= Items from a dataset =
═══
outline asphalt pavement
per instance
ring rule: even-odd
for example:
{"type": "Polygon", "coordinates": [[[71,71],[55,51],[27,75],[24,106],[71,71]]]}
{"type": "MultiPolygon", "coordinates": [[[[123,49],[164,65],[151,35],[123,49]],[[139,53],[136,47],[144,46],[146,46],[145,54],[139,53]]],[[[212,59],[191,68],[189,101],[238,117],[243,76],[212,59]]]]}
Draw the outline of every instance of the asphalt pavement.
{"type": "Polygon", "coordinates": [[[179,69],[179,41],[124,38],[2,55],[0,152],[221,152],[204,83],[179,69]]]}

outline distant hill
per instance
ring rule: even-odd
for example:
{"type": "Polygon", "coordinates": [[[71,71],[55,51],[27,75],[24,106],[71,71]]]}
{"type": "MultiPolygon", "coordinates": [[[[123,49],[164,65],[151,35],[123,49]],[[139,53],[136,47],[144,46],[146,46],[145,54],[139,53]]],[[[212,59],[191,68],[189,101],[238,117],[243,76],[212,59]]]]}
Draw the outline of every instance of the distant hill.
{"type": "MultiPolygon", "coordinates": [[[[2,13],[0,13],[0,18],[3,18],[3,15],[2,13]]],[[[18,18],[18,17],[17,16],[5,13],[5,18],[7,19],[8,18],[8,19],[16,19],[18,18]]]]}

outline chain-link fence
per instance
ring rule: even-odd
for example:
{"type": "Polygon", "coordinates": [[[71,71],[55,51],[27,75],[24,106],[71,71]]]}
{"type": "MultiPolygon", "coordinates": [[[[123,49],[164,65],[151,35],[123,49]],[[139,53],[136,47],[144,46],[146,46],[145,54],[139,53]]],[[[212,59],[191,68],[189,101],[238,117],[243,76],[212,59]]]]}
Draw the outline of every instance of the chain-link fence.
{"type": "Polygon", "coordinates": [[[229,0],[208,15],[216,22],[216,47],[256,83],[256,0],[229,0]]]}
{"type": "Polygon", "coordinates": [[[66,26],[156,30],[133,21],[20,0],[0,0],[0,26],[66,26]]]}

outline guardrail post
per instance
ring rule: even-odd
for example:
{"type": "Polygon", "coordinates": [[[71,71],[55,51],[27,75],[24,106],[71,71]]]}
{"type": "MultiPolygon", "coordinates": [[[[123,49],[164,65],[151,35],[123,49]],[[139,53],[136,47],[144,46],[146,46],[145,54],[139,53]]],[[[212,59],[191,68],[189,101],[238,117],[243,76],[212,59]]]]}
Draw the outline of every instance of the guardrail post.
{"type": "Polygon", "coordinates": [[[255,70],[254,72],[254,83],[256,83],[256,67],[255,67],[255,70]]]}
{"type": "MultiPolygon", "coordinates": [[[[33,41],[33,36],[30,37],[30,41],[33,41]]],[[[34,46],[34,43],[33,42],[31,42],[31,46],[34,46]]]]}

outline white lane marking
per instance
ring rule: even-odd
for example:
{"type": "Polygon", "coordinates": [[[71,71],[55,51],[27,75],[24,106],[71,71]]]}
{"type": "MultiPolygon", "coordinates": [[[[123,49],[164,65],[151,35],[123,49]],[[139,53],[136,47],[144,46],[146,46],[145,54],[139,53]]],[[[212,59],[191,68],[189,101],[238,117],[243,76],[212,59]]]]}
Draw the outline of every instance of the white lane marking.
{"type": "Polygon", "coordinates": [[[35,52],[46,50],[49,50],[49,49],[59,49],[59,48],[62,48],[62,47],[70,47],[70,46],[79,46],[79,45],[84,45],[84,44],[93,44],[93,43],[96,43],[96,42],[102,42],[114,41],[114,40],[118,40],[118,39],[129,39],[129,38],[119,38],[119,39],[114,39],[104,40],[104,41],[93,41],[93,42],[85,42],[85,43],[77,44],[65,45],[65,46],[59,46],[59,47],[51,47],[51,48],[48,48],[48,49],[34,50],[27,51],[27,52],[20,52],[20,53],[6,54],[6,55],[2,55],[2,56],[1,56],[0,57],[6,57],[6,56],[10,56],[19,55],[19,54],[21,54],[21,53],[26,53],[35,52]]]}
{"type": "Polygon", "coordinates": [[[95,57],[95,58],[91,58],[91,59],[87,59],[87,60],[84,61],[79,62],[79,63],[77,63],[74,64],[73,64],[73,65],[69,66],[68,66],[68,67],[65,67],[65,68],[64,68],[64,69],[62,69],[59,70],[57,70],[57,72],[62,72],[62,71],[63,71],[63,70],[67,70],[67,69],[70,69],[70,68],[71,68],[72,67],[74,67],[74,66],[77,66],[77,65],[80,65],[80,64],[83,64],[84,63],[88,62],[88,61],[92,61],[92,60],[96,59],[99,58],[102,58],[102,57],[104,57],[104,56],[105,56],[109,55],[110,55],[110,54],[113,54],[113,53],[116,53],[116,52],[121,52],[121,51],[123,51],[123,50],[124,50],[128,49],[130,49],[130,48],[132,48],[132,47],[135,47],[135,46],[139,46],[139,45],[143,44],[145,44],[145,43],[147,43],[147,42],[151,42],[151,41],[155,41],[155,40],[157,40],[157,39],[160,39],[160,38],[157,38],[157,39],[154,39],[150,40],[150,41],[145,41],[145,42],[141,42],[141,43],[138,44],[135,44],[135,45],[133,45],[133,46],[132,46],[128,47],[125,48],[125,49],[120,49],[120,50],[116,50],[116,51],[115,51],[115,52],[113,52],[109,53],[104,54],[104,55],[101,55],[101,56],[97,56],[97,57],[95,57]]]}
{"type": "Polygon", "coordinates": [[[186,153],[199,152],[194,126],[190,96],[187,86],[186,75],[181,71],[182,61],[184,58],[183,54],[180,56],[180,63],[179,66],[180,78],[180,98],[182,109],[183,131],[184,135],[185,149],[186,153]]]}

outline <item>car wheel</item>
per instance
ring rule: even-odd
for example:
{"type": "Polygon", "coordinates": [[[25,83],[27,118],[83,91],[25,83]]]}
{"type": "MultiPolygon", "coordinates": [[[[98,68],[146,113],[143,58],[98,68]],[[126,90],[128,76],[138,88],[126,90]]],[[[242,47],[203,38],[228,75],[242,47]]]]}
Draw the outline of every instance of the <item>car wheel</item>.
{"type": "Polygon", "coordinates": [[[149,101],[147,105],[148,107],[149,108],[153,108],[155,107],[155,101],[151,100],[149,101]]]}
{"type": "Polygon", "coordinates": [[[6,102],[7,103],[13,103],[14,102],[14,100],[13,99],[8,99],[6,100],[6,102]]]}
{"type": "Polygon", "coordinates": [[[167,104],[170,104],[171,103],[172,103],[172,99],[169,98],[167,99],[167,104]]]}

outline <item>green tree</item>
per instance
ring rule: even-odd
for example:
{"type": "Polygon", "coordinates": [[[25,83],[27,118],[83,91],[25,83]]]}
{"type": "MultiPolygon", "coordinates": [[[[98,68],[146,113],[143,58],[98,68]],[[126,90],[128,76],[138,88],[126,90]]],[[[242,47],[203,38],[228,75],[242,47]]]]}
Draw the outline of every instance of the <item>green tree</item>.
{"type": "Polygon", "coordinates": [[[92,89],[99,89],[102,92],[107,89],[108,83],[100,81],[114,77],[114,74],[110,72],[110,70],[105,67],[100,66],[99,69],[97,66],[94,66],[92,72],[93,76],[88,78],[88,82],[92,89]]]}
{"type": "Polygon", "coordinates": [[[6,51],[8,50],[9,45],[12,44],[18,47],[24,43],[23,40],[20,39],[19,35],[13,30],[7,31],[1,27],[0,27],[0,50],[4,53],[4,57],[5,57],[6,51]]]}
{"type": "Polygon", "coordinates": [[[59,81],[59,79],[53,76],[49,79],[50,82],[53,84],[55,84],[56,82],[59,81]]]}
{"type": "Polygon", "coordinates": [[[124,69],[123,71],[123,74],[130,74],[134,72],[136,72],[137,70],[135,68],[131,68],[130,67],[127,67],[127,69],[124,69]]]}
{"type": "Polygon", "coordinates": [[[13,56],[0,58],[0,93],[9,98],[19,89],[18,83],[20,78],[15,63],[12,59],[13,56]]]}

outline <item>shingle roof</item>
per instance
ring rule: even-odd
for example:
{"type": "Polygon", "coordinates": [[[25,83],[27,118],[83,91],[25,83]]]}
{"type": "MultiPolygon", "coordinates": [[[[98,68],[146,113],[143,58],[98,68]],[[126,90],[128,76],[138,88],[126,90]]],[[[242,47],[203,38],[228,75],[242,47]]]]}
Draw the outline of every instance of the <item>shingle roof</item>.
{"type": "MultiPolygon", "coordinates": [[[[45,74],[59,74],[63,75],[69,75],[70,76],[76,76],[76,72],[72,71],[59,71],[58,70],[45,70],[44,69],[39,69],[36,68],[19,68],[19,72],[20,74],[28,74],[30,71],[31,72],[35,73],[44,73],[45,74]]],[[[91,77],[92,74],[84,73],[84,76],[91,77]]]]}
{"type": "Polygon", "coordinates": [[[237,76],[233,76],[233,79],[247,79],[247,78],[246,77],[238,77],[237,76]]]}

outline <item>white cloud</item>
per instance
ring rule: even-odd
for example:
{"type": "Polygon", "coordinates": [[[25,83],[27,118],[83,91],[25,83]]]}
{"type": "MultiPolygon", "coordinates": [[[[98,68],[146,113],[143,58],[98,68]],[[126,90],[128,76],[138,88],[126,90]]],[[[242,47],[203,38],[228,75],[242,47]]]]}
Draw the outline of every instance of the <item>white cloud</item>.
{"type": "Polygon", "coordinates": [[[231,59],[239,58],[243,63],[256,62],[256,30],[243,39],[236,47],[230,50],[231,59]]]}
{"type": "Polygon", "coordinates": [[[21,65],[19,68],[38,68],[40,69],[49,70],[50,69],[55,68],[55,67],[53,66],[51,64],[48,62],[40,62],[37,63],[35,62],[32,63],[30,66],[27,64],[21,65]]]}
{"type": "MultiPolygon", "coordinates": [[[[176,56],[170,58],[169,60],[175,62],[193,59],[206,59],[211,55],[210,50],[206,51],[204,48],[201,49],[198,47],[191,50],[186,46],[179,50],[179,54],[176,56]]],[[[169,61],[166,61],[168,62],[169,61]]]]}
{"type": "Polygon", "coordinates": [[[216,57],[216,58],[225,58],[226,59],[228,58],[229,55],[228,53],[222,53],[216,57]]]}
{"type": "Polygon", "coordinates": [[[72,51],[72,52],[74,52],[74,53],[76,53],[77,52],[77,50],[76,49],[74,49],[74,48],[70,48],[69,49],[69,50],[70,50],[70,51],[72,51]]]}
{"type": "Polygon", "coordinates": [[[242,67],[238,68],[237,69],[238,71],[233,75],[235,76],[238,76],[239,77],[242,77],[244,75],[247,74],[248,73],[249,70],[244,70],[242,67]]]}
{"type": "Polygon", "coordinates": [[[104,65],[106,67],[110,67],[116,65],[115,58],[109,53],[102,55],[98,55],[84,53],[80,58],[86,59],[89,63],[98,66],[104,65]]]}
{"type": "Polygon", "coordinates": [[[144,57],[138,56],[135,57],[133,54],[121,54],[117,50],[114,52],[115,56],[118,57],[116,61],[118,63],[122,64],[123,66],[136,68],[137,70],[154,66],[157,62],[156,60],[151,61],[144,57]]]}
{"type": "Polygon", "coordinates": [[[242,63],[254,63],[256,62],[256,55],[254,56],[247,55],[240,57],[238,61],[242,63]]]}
═══
= Requirement =
Return each line of the rows above that contains the string "lane". Case matters, so count only matches with the same capitalization.

= Completed exercise =
outline white lane marking
Draw the outline of every instance of the white lane marking.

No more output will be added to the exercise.